══ Task material

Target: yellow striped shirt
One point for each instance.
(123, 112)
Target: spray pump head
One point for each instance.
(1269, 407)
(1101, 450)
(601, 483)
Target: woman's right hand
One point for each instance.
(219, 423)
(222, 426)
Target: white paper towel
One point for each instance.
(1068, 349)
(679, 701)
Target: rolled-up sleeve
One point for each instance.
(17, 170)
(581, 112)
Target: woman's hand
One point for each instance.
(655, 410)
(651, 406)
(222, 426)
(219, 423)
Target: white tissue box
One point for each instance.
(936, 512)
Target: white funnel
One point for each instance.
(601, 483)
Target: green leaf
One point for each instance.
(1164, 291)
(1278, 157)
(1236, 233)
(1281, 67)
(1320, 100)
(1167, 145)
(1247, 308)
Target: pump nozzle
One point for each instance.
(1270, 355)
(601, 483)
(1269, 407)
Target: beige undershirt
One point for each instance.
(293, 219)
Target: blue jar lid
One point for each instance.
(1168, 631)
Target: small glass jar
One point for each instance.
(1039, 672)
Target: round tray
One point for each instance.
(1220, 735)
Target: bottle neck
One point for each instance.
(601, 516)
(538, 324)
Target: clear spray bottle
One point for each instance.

════

### Task requirements
Present all of the data above as a numbered list, with any blank lines left out.

### Complete response
1. Target: yellow striped shirt
2. One point for each instance.
3. (123, 112)
4. Target: spray pump head
5. One point for each instance.
6. (1269, 407)
7. (1101, 450)
8. (601, 483)
9. Target: woman's right hand
10. One point for each instance.
11. (219, 423)
12. (222, 426)
13. Target: white paper towel
14. One point for each instance.
15. (1068, 349)
16. (679, 701)
17. Target: rolled-up sleeve
18. One point for each instance.
19. (17, 170)
20. (581, 112)
21. Target: woman's hand
22. One point for each instance.
23. (655, 410)
24. (651, 406)
25. (222, 426)
26. (219, 423)
27. Target: white tissue box
28. One point for each instance.
29. (936, 512)
30. Target: white funnel
31. One point for each instance.
32. (601, 483)
33. Target: green leaf
34. One point for each instance.
35. (1164, 291)
36. (1278, 157)
37. (1236, 233)
38. (1281, 67)
39. (1320, 100)
40. (1167, 145)
41. (1247, 308)
42. Target: pump nozzle
43. One point for each instance.
44. (1270, 355)
45. (601, 483)
46. (1269, 407)
47. Target: beige undershirt
48. One point for each instance.
49. (293, 219)
50. Target: blue jar lid
51. One point for each instance.
52. (1168, 631)
53. Target: small glass jar
54. One point for each instance.
55. (1039, 672)
56. Target: round tray
57. One point for each instance.
58. (1220, 735)
59. Target: bottle neck
60. One point for each instance.
61. (601, 516)
62. (538, 324)
63. Target: clear spray bottle
64. One point for each instance.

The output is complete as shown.